[提示文]:
IP Force 特許公報掲載プロジェクト 2022.1.31 β版

知財求人 - 知財ポータルサイト「IP Force」

▶ 戸田建設株式会社の特許一覧

<>
  • 特開-来客管理システム 図1
  • 特開-来客管理システム 図2
< >
(19)【発行国】日本国特許庁(JP)
(12)【公報種別】公開特許公報(A)
(11)【公開番号】P2024021228
(43)【公開日】2024-02-16
(54)【発明の名称】来客管理システム
(51)【国際特許分類】
   G06Q 10/10 20230101AFI20240208BHJP
【FI】
G06Q10/10
【審査請求】未請求
【請求項の数】5
【出願形態】OL
(21)【出願番号】P 2022123920
(22)【出願日】2022-08-03
(71)【出願人】
【識別番号】000166432
【氏名又は名称】戸田建設株式会社
(74)【代理人】
【識別番号】110001014
【氏名又は名称】弁理士法人東京アルパ特許事務所
(72)【発明者】
【氏名】堤 隆志
(72)【発明者】
【氏名】杉浦 太一
(72)【発明者】
【氏名】宮野 良祐
(72)【発明者】
【氏名】佐藤 康樹
(72)【発明者】
【氏名】加藤 旺樹
【テーマコード(参考)】
5L049
【Fターム(参考)】
5L049AA11
(57)【要約】
【課題】来訪者の位置を適切な応対者に通知する。
【解決手段】被測位装置11は、来訪者に貸与される。測位部12は、被測位装置11の位置を測定する。来客認証部14は、来訪者を認証する。来客位置通知部16は、来客認証部14によって認証された来訪者に応対すべき応対者を判定し、判定した応対者に対して、測位部12が測定した来訪者に貸与された被測位装置11の位置を通知する。
【選択図】図1
【特許請求の範囲】
【請求項1】
来訪者に貸与される被測位装置と、
前記被測位装置の位置を測定する測位部と、
前記来訪者を認証する来客認証部と、
前記来客認証部によって認証された前記来訪者に応対すべき応対者を判定し、判定した応対者に対して、前記測位部が測定した前記来訪者に貸与された前記被測位装置の位置を通知する来客位置通知部と
を備える、来客管理システム。
【請求項2】
前記来訪者についての情報に、前記応対者についての情報を対応付けて記憶する来客情報管理部
を更に備え、
前記来客位置通知部は、前記来客情報管理部が記憶した情報に基づいて、前記来客認証部によって認証された前記来訪者に応対すべき応対者を判定する、
請求項1の来客管理システム。
【請求項3】
前記来訪者についての情報に、複数の前記被測位装置のうち前記来訪者に貸与される被測位装置についての情報を対応付けて記憶する来客情報管理部と、
前記来訪者を認証する来客認証部と、
前記来客情報管理部が記憶した情報に基づいて、前記来客認証部が認証した前記来訪者に、前記被測位装置を貸与する装置貸与部と
を更に備え、
前記来客位置通知部は、前記来客情報管理部が記憶した情報に基づいて、前記来訪者に貸与された被測位装置について前記測位部が測定して位置を、前記応対者に通知する、
請求項1の来客管理システム。

[データ一覧]:
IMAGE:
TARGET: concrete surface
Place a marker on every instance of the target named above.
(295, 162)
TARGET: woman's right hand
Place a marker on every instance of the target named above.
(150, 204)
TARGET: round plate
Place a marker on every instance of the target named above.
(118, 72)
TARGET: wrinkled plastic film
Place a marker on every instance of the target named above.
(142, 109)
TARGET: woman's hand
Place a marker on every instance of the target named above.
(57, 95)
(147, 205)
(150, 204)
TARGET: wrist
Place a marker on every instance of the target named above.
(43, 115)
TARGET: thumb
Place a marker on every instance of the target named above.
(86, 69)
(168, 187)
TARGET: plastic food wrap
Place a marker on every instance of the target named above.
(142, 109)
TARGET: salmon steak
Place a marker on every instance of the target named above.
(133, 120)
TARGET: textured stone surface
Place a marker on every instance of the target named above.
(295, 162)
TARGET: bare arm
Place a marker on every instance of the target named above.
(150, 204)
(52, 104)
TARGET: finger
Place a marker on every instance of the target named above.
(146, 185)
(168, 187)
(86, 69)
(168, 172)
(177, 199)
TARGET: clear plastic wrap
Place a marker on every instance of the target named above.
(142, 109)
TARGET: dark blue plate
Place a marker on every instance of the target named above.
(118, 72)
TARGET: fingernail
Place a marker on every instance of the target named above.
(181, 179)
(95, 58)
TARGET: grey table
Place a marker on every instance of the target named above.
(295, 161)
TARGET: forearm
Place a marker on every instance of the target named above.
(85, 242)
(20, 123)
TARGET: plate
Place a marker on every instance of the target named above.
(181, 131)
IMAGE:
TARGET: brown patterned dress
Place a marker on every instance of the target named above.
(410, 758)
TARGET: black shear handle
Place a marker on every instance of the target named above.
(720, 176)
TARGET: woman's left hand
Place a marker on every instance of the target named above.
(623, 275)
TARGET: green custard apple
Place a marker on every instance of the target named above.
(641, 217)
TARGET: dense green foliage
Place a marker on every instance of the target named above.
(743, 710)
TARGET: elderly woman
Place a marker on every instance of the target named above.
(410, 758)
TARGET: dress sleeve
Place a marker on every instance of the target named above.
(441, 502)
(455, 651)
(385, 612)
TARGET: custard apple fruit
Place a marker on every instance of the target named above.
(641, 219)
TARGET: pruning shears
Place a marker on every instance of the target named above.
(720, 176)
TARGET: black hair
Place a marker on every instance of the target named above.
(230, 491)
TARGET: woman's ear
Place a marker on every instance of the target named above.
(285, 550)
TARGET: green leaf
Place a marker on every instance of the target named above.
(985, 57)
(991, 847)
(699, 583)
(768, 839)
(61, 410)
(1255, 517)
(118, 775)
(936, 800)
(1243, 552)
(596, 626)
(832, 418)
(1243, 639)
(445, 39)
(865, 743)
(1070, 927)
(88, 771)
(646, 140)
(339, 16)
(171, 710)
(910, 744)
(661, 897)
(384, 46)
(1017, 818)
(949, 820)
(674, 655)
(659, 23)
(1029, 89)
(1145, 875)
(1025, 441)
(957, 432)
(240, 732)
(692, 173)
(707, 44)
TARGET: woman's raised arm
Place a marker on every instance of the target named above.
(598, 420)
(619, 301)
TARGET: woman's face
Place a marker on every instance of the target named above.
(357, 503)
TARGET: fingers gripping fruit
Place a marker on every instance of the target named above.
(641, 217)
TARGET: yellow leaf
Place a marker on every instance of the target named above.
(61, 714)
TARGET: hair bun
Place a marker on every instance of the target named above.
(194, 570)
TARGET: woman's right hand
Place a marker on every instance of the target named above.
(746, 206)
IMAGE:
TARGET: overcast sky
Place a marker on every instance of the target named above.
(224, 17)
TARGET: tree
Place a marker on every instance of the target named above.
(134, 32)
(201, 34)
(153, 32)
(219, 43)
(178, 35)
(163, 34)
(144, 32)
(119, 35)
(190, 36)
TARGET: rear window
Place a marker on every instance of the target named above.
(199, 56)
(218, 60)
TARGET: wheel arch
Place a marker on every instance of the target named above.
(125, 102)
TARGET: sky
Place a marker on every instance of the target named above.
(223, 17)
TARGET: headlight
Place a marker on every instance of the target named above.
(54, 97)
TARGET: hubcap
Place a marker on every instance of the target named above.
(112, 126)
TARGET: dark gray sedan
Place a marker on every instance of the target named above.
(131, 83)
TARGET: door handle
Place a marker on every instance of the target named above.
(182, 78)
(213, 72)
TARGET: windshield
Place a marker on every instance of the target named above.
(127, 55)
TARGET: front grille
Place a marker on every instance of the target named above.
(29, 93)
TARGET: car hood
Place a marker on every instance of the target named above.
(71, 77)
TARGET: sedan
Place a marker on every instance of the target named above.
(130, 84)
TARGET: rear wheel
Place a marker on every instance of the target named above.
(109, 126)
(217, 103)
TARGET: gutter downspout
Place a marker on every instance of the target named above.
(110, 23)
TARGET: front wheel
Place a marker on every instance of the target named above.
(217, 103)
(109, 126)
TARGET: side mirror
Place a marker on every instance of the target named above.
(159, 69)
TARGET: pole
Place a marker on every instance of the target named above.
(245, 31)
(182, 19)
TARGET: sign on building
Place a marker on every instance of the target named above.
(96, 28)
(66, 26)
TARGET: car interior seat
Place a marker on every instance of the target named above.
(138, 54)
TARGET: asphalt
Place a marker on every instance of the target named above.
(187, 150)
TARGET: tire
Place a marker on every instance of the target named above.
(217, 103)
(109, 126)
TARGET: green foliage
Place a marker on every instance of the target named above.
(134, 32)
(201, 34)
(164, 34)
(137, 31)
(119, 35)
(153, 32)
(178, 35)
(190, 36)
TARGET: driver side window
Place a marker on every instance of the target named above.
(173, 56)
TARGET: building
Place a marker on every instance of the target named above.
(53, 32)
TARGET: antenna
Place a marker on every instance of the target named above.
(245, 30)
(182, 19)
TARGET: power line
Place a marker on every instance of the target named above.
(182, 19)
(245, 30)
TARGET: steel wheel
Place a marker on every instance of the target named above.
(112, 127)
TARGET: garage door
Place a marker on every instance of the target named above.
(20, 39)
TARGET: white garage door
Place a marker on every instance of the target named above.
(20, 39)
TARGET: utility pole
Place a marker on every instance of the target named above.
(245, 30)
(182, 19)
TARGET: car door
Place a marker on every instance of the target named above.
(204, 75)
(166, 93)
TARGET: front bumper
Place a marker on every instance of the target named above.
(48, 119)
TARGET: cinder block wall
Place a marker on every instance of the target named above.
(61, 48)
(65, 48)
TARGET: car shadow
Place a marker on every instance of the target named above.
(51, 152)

[課題一覧]:
• 1. データ一覧の行のうち、「TARGET: car shadow」を含む行から最後の行までを、「marker」を「pin」に置き換え、ほかは一切変えずに更新してもらえますか？
• 2. 来客管理システムの特許公報を、最後に示された文の後から書き進めてもらえますか？
来客管理システムの特許公報と各行とは互いに無関係です。

[解答一覧]:
• 1.
TARGET: car shadow
Place a pin on every instance of the target named above.
(51, 152)

• 2.
【請求項4】
前記来訪者を認証する来客認証部と、
前記来客認証部が認証した前記来訪者に、複数の前記被測位装置のうちいずれかの被測位装置を貸与する装置貸与部と、
前記来訪者についての情報に、前記来訪者に貸与された被測位装置についての情報を対応付けて記憶する来客情報管理部と
を更に備え、
前記来客位置通知部は、前記来客情報管理部が記憶した情報に基づいて、前記来訪者に貸与された被測位装置について前記測位部が測定して位置を、前記応対者に通知する、
請求項1の来客管理システム。
【請求項5】
前記来訪者が前記被測位装置を返却していない場合に警告する返却警告部
を更に備える、請求項1の来客管理システム。
【発明の詳細な説明】
【技術分野】
【0001】
本発明は、オフィスビルなどに来訪した来訪者を管理する来客管理システムに関する。
【背景技術】
【0002】
非特許文献1は、来店客の着座位置をリアルタイムに可視化する「カスタマートラッキングシステム」を開示している。このシステムは、飲食店などにおいて、レジで注文を済ませた顧客にQuupaaタグを手渡し、その位置情報から顧客が店内のどのテーブルに着席しているかを識別して、出来上がった料理を顧客が座るテーブルへ持っていく。
【先行技術文献】
【特許文献】
【0003】
【非特許文献1】レノボ・ジャパン合同会社“「顧客に寄り添う飲食サービス」を支えるエッジ・コンピューティング基盤”[オンライン]、令和4年2月14日閲覧、インターネット<URL:https://www.lenovojp.com/business/case/152/index_2.html>
【発明の概要】
【発明が解決しようとする課題】
【0004】
大規模なオフィスビルなどでは、応対すべき応対者が異なる多数の来訪者が同時に訪れる場合がある。このため、単に来訪者の位置を把握できるだけではなく、適切な応対者に来訪者の位置を通知する必要がある。
この発明は、例えばこのような課題を解決することを目的とする。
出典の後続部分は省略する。